# Goal of the exercise
Please reproduce word for word the stretch of the Royal Scots Fusiliers text below that opens with the words containing "The Royal Scots Fusiliers" and closes with "Regiment of Scotland.".

# Excerpt to read

§

The Royal Scots Fusiliers was a line infantry regiment of the British Army that existed from 1678 until 1959 when it was amalgamated with the Highland Light Infantry (City of Glasgow Regiment) to form the Royal Highland Fusiliers (Princess Margaret's Own Glasgow and Ayrshire Regiment) which was later itself merged with the Royal Scots Borderers, the Black Watch (Royal Highland Regiment), the Argyll and Sutherland Highlanders and the Highlanders (Seaforth, Gordons and Camerons) to form a new large regiment, the Royal Regiment of Scotland.

§

Location labeling records:
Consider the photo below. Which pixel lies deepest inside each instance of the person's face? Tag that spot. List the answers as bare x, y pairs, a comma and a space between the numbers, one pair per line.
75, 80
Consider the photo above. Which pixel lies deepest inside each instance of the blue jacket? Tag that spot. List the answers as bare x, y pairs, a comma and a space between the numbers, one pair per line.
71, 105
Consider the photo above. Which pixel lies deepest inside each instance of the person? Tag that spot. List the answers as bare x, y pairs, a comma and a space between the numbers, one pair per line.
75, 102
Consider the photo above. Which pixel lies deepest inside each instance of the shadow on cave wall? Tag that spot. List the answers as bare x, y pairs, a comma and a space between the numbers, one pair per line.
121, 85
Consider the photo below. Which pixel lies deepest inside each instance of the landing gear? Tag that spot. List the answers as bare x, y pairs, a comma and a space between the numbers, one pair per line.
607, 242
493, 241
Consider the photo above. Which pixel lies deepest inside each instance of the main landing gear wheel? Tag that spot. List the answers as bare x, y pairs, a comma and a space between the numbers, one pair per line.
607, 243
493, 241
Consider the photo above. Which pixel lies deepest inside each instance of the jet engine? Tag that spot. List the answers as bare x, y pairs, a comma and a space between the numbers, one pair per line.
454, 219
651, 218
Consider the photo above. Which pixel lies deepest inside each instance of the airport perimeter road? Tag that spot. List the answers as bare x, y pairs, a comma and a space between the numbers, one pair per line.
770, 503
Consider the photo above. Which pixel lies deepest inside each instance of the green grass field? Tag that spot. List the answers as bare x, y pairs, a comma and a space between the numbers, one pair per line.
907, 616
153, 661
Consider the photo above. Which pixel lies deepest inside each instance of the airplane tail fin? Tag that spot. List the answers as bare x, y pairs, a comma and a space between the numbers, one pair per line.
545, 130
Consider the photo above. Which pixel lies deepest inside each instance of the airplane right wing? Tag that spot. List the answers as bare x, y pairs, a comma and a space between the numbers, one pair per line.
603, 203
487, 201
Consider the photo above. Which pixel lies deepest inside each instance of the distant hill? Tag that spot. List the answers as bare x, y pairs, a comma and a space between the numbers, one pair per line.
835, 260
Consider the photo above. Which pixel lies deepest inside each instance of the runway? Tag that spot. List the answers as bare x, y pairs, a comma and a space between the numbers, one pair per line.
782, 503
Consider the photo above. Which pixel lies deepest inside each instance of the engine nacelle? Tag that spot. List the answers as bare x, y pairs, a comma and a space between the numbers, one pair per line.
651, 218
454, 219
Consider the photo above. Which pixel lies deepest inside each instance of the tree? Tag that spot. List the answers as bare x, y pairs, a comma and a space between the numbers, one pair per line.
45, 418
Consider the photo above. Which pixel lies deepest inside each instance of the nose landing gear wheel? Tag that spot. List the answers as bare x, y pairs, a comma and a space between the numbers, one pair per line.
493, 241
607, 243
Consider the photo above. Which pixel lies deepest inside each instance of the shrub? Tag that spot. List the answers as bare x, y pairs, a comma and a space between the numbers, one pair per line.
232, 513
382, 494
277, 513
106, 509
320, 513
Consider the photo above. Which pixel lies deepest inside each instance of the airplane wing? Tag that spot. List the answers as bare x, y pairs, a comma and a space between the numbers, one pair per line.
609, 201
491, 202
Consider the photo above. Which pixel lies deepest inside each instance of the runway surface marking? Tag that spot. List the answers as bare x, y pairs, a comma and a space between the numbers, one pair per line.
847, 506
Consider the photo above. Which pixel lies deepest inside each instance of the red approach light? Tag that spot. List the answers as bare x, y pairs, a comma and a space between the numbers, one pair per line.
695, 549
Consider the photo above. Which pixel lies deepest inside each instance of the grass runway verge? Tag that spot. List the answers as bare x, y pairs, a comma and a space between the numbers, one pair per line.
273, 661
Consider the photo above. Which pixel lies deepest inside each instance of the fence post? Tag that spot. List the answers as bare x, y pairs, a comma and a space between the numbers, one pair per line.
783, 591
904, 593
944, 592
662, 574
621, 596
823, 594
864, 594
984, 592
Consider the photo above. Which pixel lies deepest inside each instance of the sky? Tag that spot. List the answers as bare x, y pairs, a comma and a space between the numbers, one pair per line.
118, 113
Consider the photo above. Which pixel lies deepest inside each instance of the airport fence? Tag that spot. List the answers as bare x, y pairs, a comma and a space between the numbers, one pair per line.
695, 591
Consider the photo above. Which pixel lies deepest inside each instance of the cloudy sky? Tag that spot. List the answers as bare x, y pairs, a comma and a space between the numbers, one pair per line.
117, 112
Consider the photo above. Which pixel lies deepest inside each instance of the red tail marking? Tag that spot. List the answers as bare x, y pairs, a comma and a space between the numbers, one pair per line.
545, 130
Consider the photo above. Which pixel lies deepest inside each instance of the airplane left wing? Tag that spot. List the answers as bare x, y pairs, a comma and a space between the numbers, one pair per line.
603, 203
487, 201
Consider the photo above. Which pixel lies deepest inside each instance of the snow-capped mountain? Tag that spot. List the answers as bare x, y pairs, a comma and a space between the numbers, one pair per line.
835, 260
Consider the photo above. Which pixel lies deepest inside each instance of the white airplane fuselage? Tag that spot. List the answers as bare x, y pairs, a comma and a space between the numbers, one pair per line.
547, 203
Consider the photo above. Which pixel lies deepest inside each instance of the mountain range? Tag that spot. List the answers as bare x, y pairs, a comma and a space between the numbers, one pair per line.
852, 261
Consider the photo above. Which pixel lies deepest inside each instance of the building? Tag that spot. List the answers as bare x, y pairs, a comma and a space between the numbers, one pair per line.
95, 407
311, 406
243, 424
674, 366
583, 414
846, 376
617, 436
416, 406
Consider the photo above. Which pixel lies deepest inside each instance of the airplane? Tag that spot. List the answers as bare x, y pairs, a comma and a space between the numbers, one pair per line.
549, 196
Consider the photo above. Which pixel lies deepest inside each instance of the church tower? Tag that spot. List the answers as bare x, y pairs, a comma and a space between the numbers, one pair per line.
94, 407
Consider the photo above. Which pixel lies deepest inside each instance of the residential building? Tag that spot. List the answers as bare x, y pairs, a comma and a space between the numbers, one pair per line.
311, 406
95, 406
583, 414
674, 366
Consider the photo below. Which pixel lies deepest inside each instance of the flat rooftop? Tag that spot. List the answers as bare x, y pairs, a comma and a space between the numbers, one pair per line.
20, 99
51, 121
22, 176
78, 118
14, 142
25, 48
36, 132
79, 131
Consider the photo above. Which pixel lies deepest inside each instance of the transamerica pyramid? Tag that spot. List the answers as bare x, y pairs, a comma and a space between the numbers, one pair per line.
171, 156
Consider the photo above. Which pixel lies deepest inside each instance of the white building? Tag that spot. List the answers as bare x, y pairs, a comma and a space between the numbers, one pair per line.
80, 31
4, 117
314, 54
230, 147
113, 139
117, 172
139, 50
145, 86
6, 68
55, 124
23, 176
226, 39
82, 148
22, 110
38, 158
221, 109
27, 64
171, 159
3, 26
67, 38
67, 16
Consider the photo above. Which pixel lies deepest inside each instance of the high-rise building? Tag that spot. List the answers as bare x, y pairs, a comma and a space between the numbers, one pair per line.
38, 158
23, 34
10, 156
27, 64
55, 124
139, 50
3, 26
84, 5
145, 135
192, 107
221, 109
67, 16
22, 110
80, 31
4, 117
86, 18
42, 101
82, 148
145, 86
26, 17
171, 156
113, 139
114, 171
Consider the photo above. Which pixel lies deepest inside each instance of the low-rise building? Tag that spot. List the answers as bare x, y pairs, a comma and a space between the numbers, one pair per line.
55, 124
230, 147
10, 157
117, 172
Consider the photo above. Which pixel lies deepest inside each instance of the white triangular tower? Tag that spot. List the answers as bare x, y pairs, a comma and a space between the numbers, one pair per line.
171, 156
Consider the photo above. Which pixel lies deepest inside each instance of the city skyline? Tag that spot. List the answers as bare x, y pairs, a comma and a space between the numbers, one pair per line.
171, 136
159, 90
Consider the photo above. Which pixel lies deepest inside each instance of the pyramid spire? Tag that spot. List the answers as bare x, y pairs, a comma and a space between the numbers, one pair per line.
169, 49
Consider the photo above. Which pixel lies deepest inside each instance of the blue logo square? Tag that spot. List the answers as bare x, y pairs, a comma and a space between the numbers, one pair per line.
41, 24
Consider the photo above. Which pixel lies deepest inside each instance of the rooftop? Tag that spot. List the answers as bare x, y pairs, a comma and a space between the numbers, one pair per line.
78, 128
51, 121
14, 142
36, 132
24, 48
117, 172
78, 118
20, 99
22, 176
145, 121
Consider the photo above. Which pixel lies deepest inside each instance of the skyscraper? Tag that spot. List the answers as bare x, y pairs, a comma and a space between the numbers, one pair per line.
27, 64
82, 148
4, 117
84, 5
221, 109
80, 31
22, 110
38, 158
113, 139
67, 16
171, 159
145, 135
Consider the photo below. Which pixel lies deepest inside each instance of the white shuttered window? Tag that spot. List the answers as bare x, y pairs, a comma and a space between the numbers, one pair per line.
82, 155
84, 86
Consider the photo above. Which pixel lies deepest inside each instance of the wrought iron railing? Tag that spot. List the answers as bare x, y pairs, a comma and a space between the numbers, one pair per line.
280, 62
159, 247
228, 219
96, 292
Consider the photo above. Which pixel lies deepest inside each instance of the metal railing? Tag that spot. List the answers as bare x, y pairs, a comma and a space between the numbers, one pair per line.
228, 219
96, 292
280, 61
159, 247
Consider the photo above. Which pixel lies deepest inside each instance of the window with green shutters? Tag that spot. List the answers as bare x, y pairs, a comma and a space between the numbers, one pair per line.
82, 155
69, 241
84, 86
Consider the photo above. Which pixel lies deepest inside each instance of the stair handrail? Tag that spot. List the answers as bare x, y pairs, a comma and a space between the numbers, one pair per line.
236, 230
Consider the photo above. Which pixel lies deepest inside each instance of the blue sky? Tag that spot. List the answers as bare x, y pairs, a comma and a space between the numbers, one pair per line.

§

# Answer for the task
The Royal Scots Fusiliers was a line infantry regiment of the British Army that existed from 1678 until 1959 when it was amalgamated with the Highland Light Infantry (City of Glasgow Regiment) to form the Royal Highland Fusiliers (Princess Margaret's Own Glasgow and Ayrshire Regiment) which was later itself merged with the Royal Scots Borderers, the Black Watch (Royal Highland Regiment), the Argyll and Sutherland Highlanders and the Highlanders (Seaforth, Gordons and Camerons) to form a new large regiment, the Royal Regiment of Scotland.